* Work to complete *
Print the lines that run from the line with "Target: black bill" to the line with "plumage in this photo.", keeping both end lines, exactly as they appear in the entries below, and nothing else.

- - - -

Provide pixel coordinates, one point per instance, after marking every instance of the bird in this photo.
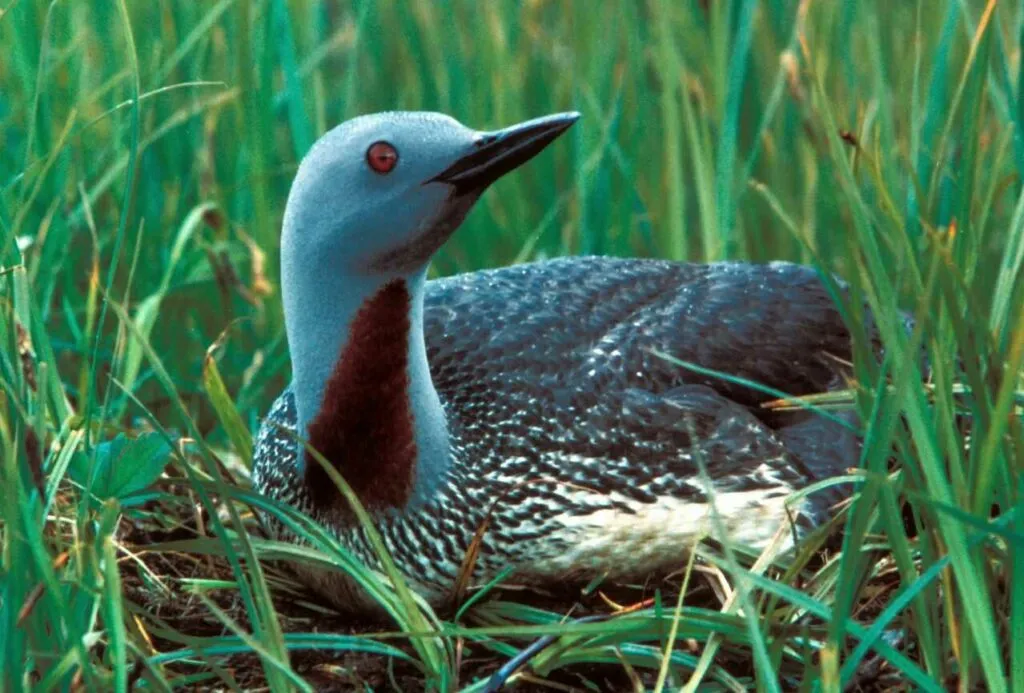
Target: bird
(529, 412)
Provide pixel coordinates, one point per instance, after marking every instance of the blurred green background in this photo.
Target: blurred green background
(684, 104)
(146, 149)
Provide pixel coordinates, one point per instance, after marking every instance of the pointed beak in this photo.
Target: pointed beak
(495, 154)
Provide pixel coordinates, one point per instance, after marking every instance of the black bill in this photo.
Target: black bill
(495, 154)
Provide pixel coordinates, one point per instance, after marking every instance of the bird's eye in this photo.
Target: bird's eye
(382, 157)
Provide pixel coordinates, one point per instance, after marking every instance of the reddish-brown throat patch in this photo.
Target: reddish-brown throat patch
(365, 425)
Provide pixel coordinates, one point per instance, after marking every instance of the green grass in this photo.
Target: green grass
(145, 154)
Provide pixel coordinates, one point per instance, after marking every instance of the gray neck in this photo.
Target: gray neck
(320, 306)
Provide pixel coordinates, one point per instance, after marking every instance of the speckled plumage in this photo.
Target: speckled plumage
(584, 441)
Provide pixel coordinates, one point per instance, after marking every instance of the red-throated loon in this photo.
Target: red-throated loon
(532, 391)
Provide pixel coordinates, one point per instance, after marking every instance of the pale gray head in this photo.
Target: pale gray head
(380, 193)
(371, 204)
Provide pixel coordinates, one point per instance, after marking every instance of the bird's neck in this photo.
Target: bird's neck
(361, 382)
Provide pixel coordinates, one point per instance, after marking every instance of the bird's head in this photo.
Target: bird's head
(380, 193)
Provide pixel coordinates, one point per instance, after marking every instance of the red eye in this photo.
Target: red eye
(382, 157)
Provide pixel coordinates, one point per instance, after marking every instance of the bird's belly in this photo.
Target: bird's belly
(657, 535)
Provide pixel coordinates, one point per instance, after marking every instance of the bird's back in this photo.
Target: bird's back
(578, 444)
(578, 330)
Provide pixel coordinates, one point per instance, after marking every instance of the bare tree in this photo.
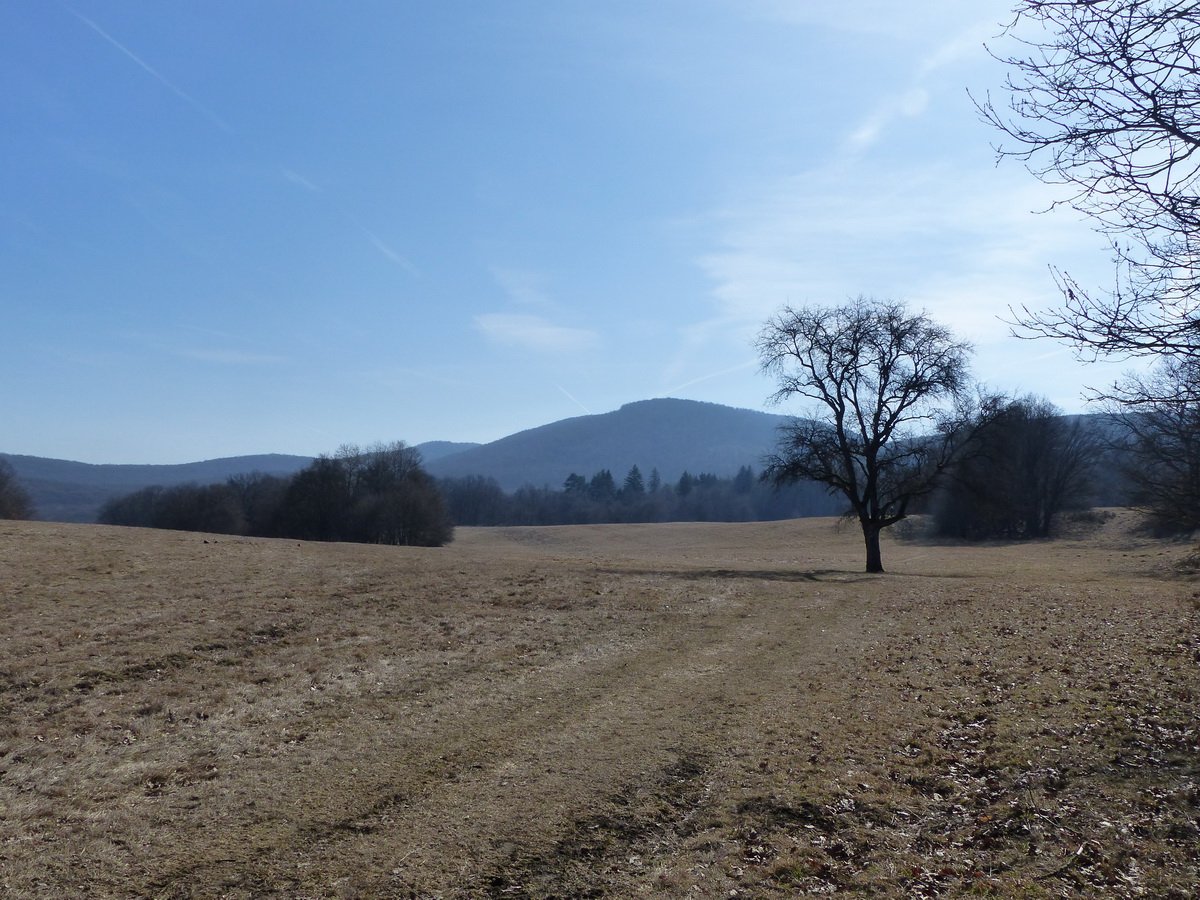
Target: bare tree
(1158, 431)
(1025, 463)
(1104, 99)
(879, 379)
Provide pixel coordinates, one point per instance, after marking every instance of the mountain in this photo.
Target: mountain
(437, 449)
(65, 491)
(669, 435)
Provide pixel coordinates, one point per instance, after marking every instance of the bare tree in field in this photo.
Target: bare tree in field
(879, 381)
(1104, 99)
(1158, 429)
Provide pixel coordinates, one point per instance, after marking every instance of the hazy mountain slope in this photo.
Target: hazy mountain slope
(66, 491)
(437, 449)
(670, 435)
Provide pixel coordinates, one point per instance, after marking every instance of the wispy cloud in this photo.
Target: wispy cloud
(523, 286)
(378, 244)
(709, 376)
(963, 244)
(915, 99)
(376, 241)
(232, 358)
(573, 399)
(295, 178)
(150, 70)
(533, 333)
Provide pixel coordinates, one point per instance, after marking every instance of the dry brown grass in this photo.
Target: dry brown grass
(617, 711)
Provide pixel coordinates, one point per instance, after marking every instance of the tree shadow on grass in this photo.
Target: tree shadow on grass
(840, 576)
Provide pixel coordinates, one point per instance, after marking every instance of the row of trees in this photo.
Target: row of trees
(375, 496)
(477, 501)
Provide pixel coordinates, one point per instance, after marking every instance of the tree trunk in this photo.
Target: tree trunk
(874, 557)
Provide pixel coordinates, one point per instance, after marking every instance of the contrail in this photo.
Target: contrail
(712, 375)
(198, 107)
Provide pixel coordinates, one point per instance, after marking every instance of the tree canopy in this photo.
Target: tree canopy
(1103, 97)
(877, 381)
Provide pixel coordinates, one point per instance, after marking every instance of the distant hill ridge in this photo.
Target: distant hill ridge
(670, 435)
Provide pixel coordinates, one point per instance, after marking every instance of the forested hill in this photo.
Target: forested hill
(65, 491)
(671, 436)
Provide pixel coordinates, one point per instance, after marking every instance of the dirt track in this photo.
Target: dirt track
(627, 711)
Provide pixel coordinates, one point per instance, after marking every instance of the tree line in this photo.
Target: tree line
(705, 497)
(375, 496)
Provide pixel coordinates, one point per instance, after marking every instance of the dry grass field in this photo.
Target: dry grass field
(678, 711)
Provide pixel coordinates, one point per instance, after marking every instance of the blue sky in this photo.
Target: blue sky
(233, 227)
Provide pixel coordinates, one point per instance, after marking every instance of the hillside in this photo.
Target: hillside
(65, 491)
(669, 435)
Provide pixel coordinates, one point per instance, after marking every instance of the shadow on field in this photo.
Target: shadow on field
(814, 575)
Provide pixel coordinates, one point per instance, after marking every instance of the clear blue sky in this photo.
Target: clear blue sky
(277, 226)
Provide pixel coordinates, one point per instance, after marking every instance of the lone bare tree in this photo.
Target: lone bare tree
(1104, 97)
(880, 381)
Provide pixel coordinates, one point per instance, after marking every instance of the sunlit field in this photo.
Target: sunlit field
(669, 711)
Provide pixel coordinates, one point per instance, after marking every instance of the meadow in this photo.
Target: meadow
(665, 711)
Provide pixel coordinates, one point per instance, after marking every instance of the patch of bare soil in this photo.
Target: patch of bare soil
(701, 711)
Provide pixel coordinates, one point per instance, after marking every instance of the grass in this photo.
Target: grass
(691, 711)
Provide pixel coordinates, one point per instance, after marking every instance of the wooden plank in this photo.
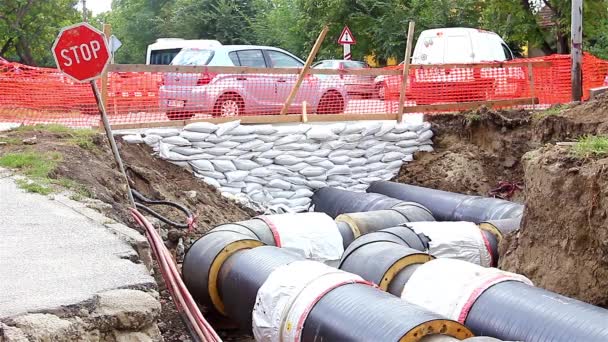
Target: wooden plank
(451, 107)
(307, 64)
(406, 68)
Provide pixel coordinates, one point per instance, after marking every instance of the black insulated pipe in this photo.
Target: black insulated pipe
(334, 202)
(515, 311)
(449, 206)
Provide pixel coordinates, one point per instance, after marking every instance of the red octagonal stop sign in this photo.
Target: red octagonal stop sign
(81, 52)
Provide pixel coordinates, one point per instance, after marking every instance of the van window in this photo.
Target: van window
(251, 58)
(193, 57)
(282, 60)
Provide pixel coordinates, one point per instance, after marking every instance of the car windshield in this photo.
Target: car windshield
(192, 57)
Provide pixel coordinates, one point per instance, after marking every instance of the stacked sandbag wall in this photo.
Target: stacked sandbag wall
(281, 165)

- - - -

* Your response *
Target: black bill
(495, 154)
Provide pixel coordinates, one point per instance, after marking every instance of the bird's eye in this photo.
Target: bird's eye
(382, 157)
Provide pixel coordinates, one point per instance, after marking every instance of the reddish-brown throat patch in this photo.
Target: reddish-brown throat patch
(365, 425)
Provide pixel coordinates, one point per instance, after marking every instance of the green grass in this photo.
Target: green grass
(145, 154)
Provide pixel coordinates, one point per instance, after marking every instance of the gray neck in this photo.
Target: gray neck
(320, 306)
Provide pixel coordinates, one point per instance, after marking every instance of the speckled plumage in this photo.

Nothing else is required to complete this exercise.